----- Source extract

Full Text
Chemistry
Z. N. Parnes, V.-Zh. Zdanovich
and Corresponding Member of the USSR Academy of Sciences D. N. Kursanov
On the Transmission of the Influence of Substituents by Various Conjugated Systems
In a previous paper \((^1)\) we showed that the Hammett equation is applicable to the reaction of isotopic hydrogen exchange. This conclusion was drawn as a result of studying the influence of substituents on the rate of isotopic exchange of the hydrogen of the methyl group in \(p\)-substituted acetophenones (I).
\[ \mathrm{X}-\left\langle\!\!\left.\begin{array}{c} \\[-1.2em] \end{array}\right.\!\!\right\rangle-\mathrm{COCH_3} \tag{I} \]
As is known, the Hammett equation establishes a quantitative relationship between the reactivity of compounds of the benzene series and the nature of the substituent in the para or meta positions,
\[ \lg \frac{k}{k_0}=\sigma \rho, \]
where \(k\) is the rate constant of the reaction (equilibrium) of the substituted compound, \(k_0\) is the rate constant of the reaction (equilibrium) of the unsubstituted compound, \(\sigma\) is the substituent constant, which depends only on the nature of the substituent and its position in the benzene ring, and \(\rho\) is the reaction constant.
According to Jaffé \((^2)\), the reaction constant \(\rho\) depends on three factors: 1) the efficiency with which the electronic influence of the substituent is transmitted to the reaction center; 2) the sensitivity of the reaction to a change in electron density at the reaction center; 3) the reaction conditions.

----------

### Short exercise 1
Reproduce the chemistry extract word for word, starting with "According to Jaffé" and going on through "the reaction conditions.".
The chemistry extract above and the listing come from separate, unrelated sources.

----- Exercise input

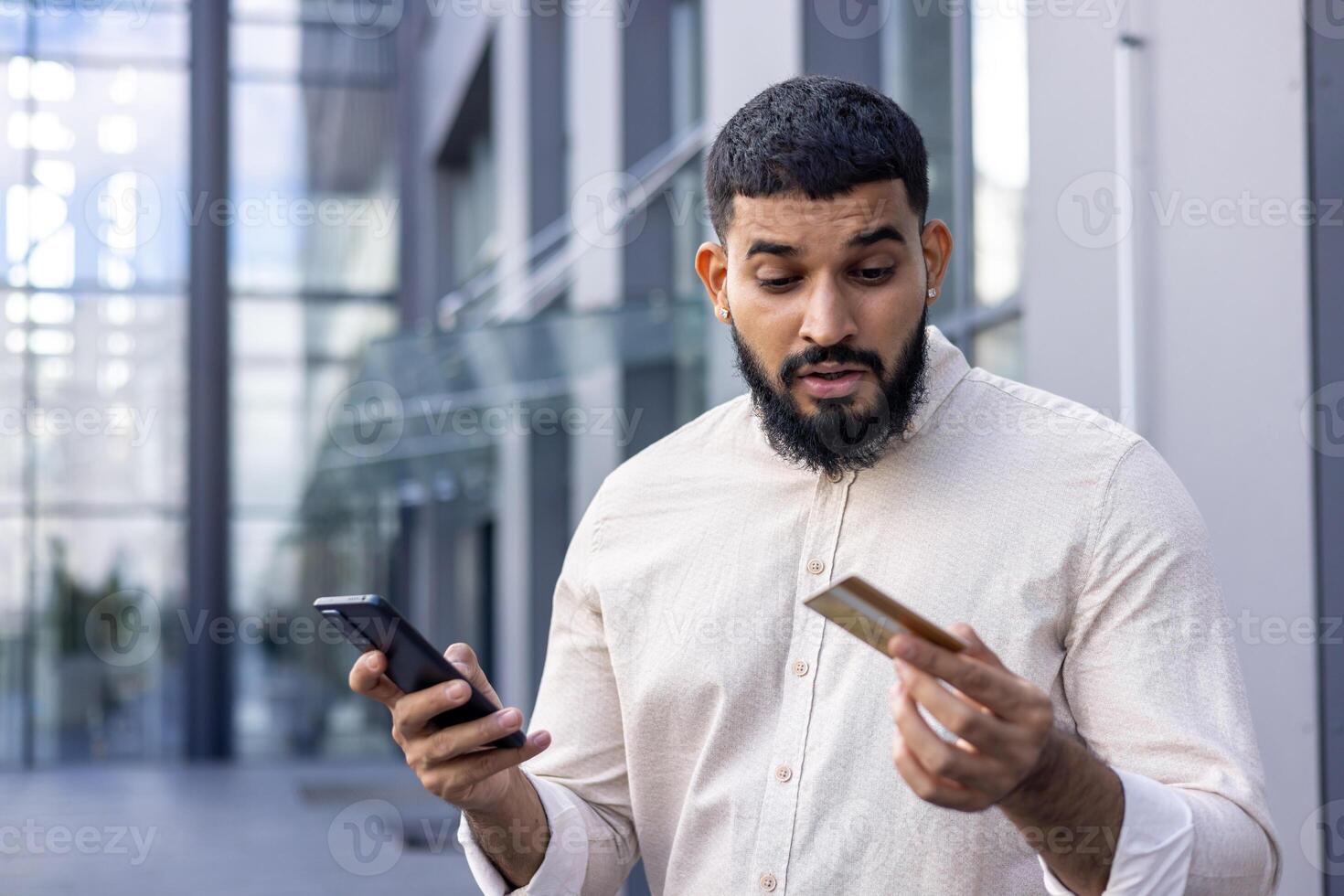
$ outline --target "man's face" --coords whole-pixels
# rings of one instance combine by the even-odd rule
[[[900,181],[827,200],[743,197],[696,267],[731,312],[738,369],[771,445],[813,470],[871,466],[923,391],[925,324],[950,254]]]

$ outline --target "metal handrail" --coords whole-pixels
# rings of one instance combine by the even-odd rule
[[[648,153],[638,163],[630,167],[626,172],[640,187],[640,193],[642,193],[640,201],[621,212],[621,226],[632,215],[638,214],[648,207],[649,201],[673,177],[681,168],[691,161],[696,153],[699,153],[708,144],[710,128],[700,122],[696,124],[680,134],[672,137],[653,152]],[[593,218],[583,222],[589,224],[597,219],[597,212]],[[582,239],[577,239],[577,232],[581,226],[574,223],[573,215],[564,215],[552,220],[550,224],[539,230],[527,240],[523,246],[521,267],[531,267],[531,263],[540,258],[546,251],[551,250],[554,246],[559,244],[562,240],[566,247],[564,251],[556,253],[551,258],[538,265],[535,269],[530,270],[526,275],[523,287],[519,290],[520,298],[513,302],[509,308],[493,308],[484,310],[484,322],[487,325],[499,324],[513,317],[521,317],[527,320],[546,308],[556,296],[563,292],[569,285],[570,277],[574,273],[575,263],[585,255],[593,246],[585,243]],[[516,257],[515,257],[516,258]],[[454,289],[439,300],[438,316],[439,325],[444,329],[453,329],[462,320],[465,313],[470,313],[481,308],[482,304],[491,297],[496,296],[500,285],[505,278],[517,271],[520,265],[509,258],[501,258],[496,261],[488,270],[481,271],[472,279],[469,279],[462,286]],[[538,301],[540,300],[540,301]],[[496,300],[496,304],[501,304],[503,300]]]

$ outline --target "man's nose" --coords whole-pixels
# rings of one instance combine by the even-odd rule
[[[832,277],[817,279],[808,296],[798,336],[817,345],[835,345],[859,332],[849,300]]]

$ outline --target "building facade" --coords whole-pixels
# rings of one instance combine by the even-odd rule
[[[470,642],[527,708],[602,478],[742,390],[692,269],[704,150],[821,73],[923,130],[957,246],[933,322],[1136,429],[1193,494],[1282,892],[1344,893],[1328,1],[19,7],[0,763],[390,758],[349,654],[301,637],[313,598],[356,590]],[[52,426],[85,408],[153,426]]]

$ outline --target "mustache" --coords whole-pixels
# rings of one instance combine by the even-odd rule
[[[784,359],[784,363],[780,365],[780,382],[788,388],[793,386],[793,380],[800,369],[808,364],[825,364],[827,361],[860,364],[870,368],[879,380],[883,375],[882,357],[876,352],[837,343],[835,345],[812,345],[797,355]]]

----------

### Short exercise 2
Collect every line of the listing that contains the string "target".

### Solution 1
According to Jaffé \((^2)\), the reaction constant \(\rho\) depends on three factors: 1) the efficiency with which the electronic influence of the substituent is transmitted to the reaction center; 2) the sensitivity of the reaction to a change in electron density at the reaction center; 3) the reaction conditions.

### Solution 2
$ outline --target "man's face" --coords whole-pixels
$ outline --target "metal handrail" --coords whole-pixels
$ outline --target "man's nose" --coords whole-pixels
$ outline --target "building facade" --coords whole-pixels
$ outline --target "mustache" --coords whole-pixels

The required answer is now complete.